# STATED PROBLEM:
Which lines in the records below contain the string "corners"? Gather each one and copy it out in full.

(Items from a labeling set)

^^^^

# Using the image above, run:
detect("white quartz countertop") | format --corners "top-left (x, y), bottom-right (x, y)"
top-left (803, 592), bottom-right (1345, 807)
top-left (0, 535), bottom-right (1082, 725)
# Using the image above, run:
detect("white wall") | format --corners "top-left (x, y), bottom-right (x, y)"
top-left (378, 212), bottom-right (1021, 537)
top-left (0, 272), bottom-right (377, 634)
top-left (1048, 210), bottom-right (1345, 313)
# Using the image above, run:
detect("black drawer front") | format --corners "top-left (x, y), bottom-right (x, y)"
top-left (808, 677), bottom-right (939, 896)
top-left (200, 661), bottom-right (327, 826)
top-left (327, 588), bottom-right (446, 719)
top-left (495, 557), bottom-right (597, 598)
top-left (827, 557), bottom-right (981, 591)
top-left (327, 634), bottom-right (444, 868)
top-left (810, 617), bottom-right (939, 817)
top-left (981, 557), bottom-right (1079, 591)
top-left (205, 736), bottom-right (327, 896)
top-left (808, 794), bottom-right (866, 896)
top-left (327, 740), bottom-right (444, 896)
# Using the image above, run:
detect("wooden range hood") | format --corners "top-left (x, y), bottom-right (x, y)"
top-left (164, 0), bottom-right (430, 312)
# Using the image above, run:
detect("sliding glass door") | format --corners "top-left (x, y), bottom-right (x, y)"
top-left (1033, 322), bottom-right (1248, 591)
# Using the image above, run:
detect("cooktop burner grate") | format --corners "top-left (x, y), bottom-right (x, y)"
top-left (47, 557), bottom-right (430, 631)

^^^^

# TASK OUTPUT:
detect("white quartz countertop") | format --corners "top-left (x, y), bottom-right (x, y)"
detect("white wall") | format --corners "top-left (x, y), bottom-right (x, y)"
detect("black drawer front") | format --corners "top-left (x, y), bottom-right (x, y)"
detect("wooden range hood") | format --corners "top-left (x, y), bottom-right (x, y)"
detect("sliding glass door") | format --corners "top-left (x, y), bottom-right (x, y)"
detect("cooktop burner grate") | format --corners "top-left (x, y), bottom-right (x, y)"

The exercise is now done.